Records for the exercise:
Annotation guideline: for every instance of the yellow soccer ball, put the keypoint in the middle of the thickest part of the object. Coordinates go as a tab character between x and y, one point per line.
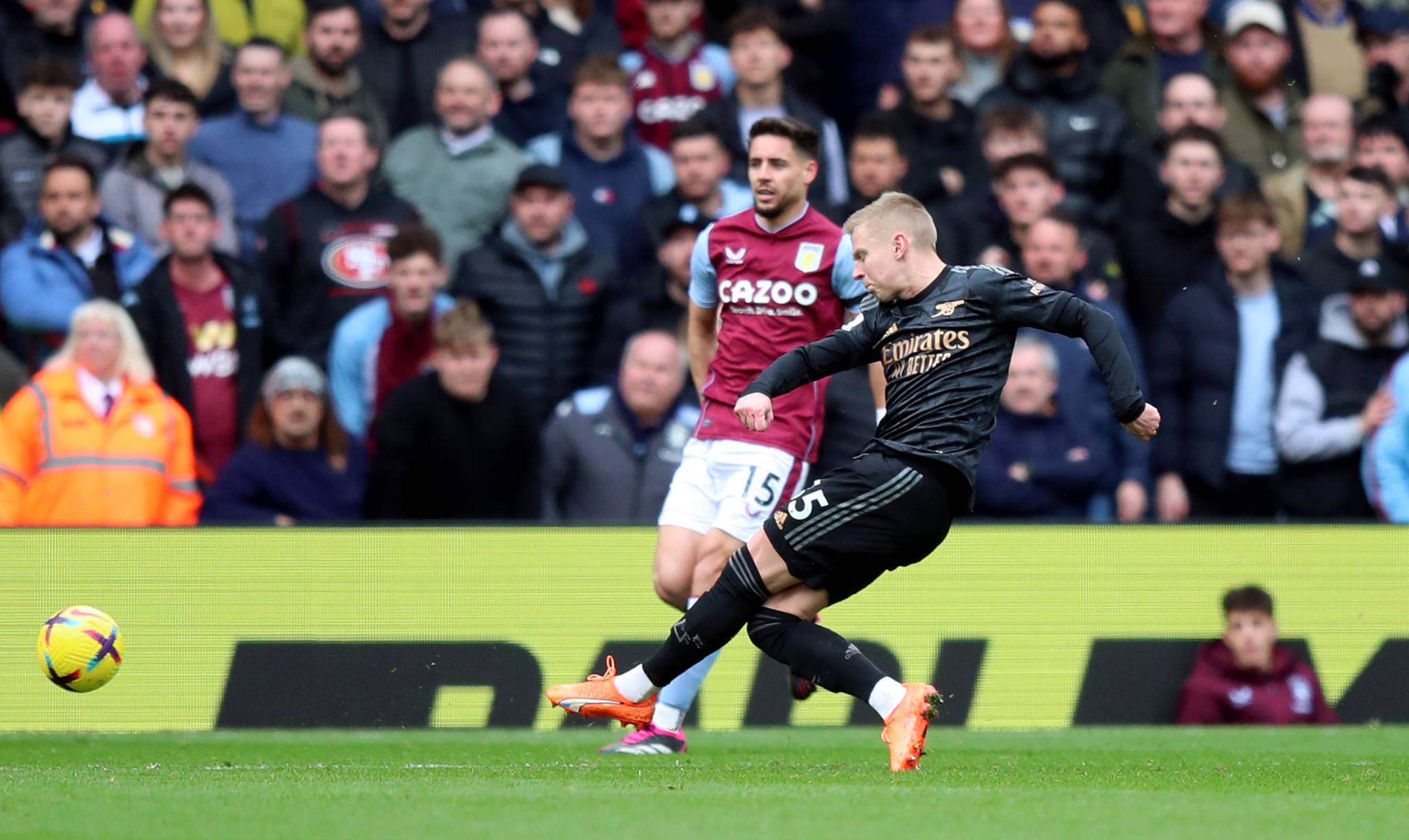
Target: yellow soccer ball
80	649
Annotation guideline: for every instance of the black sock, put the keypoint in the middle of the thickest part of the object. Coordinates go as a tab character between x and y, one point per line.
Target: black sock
814	651
716	618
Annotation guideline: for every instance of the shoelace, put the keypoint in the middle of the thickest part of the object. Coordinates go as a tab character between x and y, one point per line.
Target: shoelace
610	673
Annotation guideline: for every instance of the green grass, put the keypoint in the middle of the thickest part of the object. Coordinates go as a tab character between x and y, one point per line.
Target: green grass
809	782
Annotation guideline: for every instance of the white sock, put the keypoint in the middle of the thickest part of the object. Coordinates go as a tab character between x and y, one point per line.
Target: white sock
885	697
634	686
667	716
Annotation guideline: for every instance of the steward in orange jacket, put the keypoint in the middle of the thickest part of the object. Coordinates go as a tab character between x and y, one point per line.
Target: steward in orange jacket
62	464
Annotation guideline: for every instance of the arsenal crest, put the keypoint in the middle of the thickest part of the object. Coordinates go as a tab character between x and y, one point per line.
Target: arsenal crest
809	257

Stated problem:
Transcribe the records above verbatim. Do not carry over any picture.

Exercise answer:
Annotation guideline: for every instance of the yellow soccer ball, put the keypoint in the middle of the thickest part of the object. Coordinates go as a tab character between x and y, one point per line.
Target: yellow soccer ball
80	649
Annotation guideline: for every instance of the black sock, put the keypoint in the middle of the thickest part of the object. Coordinates go as a tab character between x and y, one point per line.
Target: black sock
814	651
716	618
Annotation guideline: for every instance of the shoelace, put the keypoint in the middle of the thickest part of the object. Coordinates go as a tab character between x and y, one point per line.
Target: shoelace
610	673
Annotation guideline: for every instance of the green grass, put the keypoint in the middle of the thickest part of the object. Coordinates go as a tab character between x and y, one point per line.
Target: green grass
809	782
Annotation guideline: for every instance of the white sock, put the keypoint in the middle of the thickest part of the object. Coordinates go as a tab character between x and y, one point per line.
Target: white sock
885	697
634	686
667	716
Annotation guideline: for every instance of the steward in orange jacket, put the keypoint in the middle of the thickest part of the object. Coordinates go as a tab character between x and y, one point per line.
Target: steward in orange jacket
62	464
Annotation guideline: for every instance of the arsenal crest, put the keypoint in the middle of the thickest part of the object. Coordinates go as a tab character between x and y, one point per line.
Target: arsenal crest
809	257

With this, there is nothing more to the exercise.